* Task data *
>> begin

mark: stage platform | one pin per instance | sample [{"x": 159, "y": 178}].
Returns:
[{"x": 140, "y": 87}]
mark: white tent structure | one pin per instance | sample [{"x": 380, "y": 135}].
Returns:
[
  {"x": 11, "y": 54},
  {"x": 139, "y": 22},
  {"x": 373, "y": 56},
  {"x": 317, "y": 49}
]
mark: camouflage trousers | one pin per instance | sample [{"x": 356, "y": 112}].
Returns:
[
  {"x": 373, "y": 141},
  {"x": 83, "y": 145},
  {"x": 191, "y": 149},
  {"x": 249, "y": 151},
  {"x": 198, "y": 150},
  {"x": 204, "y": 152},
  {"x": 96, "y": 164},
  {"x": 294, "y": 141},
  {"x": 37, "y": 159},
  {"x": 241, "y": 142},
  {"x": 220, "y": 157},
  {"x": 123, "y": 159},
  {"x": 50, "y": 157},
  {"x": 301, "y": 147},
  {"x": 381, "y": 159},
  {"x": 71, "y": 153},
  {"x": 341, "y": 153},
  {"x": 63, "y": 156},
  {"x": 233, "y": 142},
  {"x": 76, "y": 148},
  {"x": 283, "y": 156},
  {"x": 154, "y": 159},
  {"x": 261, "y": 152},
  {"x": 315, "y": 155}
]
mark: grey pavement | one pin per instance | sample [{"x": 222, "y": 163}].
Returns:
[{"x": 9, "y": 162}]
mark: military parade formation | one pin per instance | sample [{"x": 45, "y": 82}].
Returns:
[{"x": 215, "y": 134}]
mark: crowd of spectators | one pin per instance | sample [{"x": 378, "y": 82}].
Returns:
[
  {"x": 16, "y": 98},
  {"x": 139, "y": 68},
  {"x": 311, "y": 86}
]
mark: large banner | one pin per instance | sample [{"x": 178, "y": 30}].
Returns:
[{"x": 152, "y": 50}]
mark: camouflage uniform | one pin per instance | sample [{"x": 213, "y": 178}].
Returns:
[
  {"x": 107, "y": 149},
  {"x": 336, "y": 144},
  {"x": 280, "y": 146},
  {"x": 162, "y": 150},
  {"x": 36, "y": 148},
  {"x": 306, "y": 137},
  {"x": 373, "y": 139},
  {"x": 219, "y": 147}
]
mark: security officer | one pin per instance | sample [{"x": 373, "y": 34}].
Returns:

>> end
>> begin

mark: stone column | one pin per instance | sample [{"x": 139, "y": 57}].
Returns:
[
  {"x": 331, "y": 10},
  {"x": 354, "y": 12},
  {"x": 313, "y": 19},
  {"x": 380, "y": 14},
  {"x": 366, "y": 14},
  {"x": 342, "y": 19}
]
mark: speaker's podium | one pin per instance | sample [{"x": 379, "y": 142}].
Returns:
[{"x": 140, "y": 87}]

>> end

Extract each line above that contains the word "camouflage", copying it in full.

* Final result *
mark: camouflage trousers | one pin per instance | sample [{"x": 356, "y": 112}].
mark: camouflage uniform | one pin per instance | sample [{"x": 213, "y": 178}].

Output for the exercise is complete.